DATA PROVIDED:
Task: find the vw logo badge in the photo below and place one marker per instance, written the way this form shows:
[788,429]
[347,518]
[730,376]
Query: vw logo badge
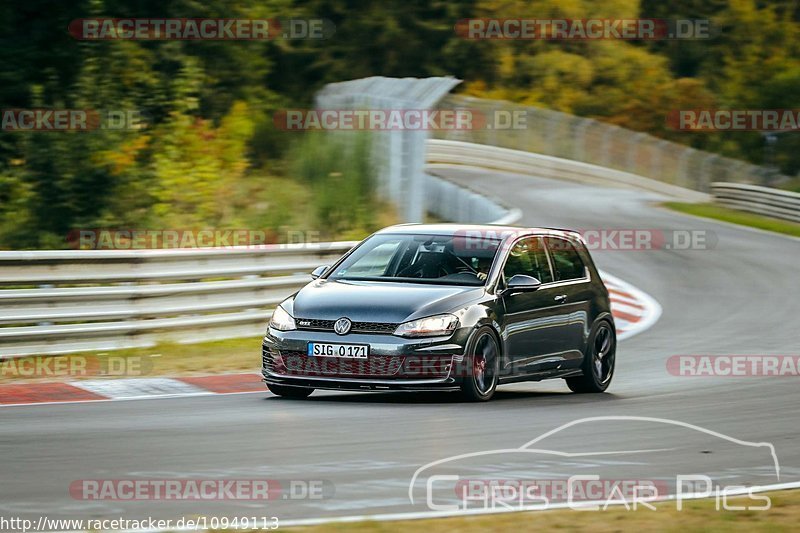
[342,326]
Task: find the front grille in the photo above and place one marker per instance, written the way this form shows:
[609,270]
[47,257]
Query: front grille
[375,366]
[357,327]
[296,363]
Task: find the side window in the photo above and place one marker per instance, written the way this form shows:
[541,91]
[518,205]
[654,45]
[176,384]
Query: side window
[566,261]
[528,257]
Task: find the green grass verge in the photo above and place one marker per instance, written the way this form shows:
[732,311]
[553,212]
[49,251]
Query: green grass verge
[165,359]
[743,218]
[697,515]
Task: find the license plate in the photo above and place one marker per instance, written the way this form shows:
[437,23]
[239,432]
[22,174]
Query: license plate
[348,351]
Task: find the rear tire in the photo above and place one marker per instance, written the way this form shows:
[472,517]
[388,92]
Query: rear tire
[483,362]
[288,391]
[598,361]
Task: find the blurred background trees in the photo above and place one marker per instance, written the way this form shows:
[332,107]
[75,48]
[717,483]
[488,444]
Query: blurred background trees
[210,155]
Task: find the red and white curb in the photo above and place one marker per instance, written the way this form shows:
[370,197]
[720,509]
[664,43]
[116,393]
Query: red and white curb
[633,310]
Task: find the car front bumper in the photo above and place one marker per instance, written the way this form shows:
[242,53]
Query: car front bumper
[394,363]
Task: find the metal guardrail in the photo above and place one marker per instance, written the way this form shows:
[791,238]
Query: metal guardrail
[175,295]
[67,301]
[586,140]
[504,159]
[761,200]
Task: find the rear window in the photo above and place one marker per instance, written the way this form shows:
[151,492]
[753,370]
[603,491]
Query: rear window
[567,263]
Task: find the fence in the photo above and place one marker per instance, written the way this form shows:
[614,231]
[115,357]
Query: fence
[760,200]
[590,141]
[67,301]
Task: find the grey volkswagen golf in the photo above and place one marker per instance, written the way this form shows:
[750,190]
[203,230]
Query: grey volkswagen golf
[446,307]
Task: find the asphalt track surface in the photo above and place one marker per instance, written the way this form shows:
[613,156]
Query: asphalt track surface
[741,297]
---
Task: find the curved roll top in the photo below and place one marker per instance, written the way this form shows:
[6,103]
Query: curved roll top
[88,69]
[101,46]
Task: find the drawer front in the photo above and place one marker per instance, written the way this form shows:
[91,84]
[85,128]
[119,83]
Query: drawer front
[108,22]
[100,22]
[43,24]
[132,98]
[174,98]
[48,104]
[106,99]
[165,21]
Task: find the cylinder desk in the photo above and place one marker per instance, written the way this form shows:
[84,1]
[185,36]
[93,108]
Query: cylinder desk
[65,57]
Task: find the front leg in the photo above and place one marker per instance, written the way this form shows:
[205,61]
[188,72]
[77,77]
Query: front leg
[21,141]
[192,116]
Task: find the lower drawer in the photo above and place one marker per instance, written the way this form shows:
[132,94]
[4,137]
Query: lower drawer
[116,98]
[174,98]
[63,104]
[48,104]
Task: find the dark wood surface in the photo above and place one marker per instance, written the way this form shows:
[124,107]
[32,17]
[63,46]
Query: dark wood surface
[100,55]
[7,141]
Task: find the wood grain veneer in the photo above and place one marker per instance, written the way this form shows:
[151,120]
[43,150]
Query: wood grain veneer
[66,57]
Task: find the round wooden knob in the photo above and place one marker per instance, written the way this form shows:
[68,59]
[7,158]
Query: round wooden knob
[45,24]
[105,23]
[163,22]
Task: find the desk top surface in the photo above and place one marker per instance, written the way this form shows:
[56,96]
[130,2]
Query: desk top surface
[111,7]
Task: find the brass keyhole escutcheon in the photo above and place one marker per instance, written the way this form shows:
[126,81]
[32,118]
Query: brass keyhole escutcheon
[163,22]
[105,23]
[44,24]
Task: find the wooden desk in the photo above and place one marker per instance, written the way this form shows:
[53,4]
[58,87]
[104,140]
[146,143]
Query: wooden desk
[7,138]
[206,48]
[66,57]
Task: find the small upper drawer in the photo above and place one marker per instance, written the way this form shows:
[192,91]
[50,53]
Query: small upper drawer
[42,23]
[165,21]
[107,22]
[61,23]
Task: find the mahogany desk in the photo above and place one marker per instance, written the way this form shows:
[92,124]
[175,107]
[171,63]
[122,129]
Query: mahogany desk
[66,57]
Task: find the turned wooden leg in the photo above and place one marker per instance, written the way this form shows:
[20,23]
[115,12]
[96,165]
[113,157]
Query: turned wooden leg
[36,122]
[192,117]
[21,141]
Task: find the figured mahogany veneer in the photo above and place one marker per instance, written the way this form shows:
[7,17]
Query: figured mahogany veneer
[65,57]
...
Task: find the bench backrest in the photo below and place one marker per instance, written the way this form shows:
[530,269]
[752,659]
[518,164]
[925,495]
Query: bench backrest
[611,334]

AIM:
Pull out every line of the records that contains the string "upper", matching case exactly.

TASK ANSWER:
Task: find the small upper drawer in the photo above and place one marker per instance, written the way this form shows:
Query: small upper drawer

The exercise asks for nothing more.